#### What is being asked
Write exactly, with no line omitted or added, the span beginning at the line that holds "Could you point out the green" and ending at the last line of the records.

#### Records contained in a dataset
++++++++++++++++++++

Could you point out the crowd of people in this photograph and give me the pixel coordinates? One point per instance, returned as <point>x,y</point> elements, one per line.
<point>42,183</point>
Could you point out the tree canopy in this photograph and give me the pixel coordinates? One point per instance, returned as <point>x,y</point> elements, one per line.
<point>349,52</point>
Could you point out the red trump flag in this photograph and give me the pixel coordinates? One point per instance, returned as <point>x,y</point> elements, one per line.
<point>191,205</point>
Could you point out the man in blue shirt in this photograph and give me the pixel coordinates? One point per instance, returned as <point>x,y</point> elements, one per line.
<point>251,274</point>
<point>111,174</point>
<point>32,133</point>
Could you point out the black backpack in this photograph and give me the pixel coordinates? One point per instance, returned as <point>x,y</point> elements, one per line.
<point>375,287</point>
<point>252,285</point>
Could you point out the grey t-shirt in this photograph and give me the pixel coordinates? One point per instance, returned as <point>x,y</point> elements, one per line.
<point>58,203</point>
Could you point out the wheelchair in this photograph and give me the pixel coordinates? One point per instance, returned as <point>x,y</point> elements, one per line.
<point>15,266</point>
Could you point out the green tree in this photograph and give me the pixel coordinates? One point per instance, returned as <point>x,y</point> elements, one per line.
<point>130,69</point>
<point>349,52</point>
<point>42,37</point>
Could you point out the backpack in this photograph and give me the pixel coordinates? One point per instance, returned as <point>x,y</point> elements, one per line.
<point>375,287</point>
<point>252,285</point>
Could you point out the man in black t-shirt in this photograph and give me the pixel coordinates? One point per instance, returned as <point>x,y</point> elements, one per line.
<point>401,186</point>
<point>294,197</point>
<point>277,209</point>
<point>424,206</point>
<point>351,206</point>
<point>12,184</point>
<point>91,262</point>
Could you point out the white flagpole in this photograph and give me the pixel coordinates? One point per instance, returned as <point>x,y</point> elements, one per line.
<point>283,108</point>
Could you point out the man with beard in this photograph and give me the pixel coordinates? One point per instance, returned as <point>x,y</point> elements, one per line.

++++++++++++++++++++

#### Task answer
Could you point out the green tree in this photograph and give me the pixel coordinates? One point per instance, returned as <point>x,y</point> elements, one per line.
<point>130,69</point>
<point>349,52</point>
<point>42,37</point>
Could you point out the backpack in this photograph and give me the pixel coordinates? One point per instance, returned as <point>x,y</point> elements, one per line.
<point>375,287</point>
<point>252,285</point>
Could you point out the man in black t-shirt in this photograph and give me the pixel coordinates? One point per instance, returned as <point>x,y</point> elements, one per line.
<point>401,186</point>
<point>294,197</point>
<point>277,209</point>
<point>424,206</point>
<point>351,206</point>
<point>12,184</point>
<point>91,262</point>
Could you point out the white flagpole in this photograph and give me the pixel coordinates? One point per instance, returned as <point>x,y</point> elements, one per line.
<point>283,108</point>
Could you point out the man with beard in this photograph and give me the pixel coordinates? One point per instance, returned as <point>x,y</point> elements, one per line.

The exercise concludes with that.